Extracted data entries
┄┄┄┄┄┄┄┄┄┄

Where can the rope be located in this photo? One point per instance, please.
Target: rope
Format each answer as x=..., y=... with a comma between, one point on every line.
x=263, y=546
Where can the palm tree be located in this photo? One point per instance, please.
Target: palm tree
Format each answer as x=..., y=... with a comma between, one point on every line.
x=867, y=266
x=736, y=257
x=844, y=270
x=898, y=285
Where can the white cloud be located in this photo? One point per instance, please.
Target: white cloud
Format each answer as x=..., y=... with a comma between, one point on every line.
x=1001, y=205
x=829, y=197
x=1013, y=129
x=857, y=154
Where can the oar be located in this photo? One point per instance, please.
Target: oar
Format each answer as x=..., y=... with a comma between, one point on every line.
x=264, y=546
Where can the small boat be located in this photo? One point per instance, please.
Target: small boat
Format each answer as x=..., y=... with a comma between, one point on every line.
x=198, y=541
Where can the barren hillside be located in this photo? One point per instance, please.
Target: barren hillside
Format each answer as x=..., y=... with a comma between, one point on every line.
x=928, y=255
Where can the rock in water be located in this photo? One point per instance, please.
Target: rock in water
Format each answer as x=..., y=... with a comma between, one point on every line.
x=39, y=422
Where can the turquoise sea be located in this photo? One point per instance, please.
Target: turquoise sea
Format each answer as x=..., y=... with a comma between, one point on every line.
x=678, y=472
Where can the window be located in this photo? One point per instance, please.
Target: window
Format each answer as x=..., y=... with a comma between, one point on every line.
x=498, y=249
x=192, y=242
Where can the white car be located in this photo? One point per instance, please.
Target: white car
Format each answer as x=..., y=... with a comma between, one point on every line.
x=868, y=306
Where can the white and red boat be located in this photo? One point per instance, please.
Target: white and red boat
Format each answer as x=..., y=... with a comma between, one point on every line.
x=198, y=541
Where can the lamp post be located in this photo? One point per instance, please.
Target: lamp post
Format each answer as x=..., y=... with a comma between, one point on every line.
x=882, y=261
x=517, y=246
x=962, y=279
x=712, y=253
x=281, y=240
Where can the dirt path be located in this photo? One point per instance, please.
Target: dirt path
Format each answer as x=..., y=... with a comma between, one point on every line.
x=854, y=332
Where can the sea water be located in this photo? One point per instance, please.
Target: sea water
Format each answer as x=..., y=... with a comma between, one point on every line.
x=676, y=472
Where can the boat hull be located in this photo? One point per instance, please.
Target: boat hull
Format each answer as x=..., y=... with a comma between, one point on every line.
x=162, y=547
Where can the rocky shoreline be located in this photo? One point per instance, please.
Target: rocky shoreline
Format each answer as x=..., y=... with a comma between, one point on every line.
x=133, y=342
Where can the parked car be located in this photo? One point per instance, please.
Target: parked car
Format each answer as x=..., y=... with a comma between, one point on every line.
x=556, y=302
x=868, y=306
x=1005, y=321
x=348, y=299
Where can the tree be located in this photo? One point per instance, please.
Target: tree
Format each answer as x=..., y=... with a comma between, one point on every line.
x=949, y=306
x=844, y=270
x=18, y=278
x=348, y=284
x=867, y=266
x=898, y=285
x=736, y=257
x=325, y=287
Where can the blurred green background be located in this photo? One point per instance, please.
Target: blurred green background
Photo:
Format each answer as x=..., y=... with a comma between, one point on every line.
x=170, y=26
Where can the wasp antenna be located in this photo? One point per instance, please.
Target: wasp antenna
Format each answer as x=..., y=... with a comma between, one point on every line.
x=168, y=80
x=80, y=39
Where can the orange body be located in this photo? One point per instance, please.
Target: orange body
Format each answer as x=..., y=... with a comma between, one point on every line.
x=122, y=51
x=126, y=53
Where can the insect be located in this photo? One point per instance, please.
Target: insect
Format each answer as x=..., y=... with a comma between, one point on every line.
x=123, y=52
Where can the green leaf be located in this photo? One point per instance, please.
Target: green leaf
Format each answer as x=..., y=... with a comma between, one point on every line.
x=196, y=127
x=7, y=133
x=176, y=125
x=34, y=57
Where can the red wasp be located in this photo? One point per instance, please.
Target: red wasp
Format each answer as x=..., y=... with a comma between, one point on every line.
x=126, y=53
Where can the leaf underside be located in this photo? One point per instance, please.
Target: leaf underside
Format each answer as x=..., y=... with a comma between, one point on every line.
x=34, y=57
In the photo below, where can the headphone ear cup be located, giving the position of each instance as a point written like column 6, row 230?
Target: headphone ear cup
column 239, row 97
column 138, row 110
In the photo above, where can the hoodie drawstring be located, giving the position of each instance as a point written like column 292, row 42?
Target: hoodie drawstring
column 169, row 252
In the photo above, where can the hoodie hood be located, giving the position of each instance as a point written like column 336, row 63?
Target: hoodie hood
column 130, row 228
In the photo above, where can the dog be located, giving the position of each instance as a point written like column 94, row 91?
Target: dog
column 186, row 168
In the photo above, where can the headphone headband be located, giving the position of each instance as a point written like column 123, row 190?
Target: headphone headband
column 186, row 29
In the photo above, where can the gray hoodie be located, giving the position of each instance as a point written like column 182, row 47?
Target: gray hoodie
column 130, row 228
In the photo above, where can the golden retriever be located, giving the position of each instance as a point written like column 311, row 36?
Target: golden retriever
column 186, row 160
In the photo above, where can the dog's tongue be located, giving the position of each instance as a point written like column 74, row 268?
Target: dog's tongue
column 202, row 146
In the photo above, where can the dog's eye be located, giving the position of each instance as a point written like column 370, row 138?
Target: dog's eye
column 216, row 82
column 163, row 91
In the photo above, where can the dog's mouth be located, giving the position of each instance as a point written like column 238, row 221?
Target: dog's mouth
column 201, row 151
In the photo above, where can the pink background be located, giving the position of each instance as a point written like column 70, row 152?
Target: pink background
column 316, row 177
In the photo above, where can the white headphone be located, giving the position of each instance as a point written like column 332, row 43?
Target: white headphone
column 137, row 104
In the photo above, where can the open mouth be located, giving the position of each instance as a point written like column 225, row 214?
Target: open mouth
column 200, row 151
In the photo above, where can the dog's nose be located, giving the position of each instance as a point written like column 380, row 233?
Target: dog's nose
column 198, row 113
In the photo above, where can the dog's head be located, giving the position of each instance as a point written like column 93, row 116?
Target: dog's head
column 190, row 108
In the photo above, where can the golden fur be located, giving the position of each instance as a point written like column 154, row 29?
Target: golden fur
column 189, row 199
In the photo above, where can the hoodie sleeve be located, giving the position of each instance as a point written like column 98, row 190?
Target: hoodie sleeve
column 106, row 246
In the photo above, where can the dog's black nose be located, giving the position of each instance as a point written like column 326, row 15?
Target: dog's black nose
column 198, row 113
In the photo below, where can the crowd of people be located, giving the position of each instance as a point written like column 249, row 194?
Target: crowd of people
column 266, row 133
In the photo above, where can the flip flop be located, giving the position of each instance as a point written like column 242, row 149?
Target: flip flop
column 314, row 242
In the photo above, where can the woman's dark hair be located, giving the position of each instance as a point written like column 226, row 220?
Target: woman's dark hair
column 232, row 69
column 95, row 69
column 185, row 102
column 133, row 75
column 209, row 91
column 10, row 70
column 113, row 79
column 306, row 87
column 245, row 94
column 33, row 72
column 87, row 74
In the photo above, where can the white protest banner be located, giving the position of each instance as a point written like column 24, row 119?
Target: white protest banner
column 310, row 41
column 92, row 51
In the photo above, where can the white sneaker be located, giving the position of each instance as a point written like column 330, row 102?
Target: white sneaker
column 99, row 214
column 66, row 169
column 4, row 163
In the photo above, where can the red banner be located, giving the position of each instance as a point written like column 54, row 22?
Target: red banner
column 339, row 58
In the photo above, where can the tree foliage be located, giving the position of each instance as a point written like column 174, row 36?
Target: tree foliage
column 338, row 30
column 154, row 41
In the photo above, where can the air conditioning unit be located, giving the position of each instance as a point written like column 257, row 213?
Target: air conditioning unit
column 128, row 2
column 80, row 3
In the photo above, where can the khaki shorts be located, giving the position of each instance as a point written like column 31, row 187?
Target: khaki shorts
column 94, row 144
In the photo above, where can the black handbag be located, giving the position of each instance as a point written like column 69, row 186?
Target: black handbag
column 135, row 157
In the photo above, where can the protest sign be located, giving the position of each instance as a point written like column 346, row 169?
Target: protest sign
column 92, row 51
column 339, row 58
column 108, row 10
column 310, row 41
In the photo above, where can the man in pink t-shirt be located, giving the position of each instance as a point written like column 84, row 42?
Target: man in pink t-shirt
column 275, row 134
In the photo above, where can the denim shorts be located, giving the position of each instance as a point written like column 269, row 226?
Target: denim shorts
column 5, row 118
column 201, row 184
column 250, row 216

┄┄┄┄┄┄┄┄┄┄

### What is required
Print the material above line for line, starting at its very first line and stopping after the line that contains "x=857, y=154".

### Output of the exercise
Where can the rope be located in this photo? One point per instance, please.
Target: rope
Format each answer as x=..., y=... with a comma between, one point on every line.
x=263, y=546
Where can the palm tree be located in this photo? One point per instance, please.
Target: palm tree
Format each answer as x=..., y=... with a comma between, one point on every line.
x=867, y=266
x=736, y=257
x=844, y=270
x=898, y=285
Where can the white cloud be located in this photo? One point per instance, please.
Target: white cloud
Format each answer as x=..., y=... with a comma between, one point on every line.
x=1001, y=205
x=829, y=197
x=1013, y=129
x=857, y=154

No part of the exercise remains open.